+++ DATA SECTION

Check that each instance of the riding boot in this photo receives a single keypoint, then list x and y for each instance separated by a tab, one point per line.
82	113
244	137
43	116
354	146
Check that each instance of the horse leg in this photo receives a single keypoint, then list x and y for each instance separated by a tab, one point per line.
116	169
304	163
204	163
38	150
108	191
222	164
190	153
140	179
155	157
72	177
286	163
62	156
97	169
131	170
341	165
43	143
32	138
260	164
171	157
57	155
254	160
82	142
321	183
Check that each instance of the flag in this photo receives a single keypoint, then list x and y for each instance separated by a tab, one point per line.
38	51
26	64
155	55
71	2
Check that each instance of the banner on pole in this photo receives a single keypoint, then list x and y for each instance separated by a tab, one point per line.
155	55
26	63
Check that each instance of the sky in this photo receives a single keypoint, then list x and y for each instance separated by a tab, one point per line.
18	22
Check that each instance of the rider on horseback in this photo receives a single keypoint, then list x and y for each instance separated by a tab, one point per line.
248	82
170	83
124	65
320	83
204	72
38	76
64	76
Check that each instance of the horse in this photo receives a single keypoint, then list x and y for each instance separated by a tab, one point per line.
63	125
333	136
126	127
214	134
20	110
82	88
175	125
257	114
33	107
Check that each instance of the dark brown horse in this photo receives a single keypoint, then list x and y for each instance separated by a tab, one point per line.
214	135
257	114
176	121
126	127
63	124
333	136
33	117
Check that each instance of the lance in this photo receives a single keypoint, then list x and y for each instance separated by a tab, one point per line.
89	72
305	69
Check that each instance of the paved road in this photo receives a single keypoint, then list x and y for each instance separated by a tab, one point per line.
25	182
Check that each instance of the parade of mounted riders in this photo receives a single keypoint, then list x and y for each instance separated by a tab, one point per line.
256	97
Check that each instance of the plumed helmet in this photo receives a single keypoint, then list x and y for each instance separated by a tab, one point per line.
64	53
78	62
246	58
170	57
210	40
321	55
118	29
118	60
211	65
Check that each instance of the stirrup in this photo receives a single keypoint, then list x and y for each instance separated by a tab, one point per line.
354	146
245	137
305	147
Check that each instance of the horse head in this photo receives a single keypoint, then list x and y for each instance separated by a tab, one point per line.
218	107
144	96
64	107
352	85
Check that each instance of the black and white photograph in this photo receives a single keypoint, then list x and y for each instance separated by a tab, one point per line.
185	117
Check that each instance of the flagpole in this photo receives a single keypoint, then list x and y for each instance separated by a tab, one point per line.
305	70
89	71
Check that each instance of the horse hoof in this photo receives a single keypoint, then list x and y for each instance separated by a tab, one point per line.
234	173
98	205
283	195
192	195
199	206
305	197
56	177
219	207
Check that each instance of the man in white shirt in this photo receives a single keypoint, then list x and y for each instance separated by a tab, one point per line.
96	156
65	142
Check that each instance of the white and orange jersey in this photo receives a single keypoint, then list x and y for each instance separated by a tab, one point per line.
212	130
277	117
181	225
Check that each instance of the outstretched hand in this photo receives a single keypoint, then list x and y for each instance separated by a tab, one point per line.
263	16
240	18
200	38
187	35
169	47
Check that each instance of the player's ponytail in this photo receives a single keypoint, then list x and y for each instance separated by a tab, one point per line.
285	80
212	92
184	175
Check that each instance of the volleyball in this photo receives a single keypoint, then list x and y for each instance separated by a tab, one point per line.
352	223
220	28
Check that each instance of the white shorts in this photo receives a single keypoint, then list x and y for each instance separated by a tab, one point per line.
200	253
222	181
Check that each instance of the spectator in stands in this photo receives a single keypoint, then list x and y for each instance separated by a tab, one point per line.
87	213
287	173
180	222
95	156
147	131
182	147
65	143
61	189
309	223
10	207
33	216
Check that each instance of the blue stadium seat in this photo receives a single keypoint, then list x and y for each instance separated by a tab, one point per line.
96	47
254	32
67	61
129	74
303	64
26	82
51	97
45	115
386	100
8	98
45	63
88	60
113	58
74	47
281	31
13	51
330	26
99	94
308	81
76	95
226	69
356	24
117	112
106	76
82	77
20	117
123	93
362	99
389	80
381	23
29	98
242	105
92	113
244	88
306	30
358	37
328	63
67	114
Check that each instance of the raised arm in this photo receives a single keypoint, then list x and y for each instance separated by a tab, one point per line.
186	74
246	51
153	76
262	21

++++++

→ **EXERCISE**
Give back exactly the lines beginning at the one with "Check that each instance of the spectator" and ending at the final line of the material; both boundary lines belong in it.

→ **RESPONSE**
Check that each instance of the spectator in stands in this photo receives a single keypoint, then list x and y for each instance separated by a tab, one point per line.
87	213
287	173
180	222
95	156
147	131
182	147
65	143
61	189
309	223
10	207
33	216
Check that each instance of the blue stadium seat in this photo receives a single keypoint, then list x and y for each instance separated by a tab, one point per line.
96	47
254	32
67	61
129	74
303	64
26	82
51	97
45	115
386	100
8	98
45	63
88	60
113	58
74	47
281	31
13	51
330	26
99	94
308	81
76	95
226	69
356	24
117	112
106	76
82	77
20	117
123	93
362	99
389	80
381	23
29	98
242	105
92	113
244	88
306	30
358	37
328	63
67	114
Check that each instance of the raised arm in this photo receives a single keypoint, then list x and y for each instance separated by a tab, one point per line.
186	74
246	51
153	76
262	21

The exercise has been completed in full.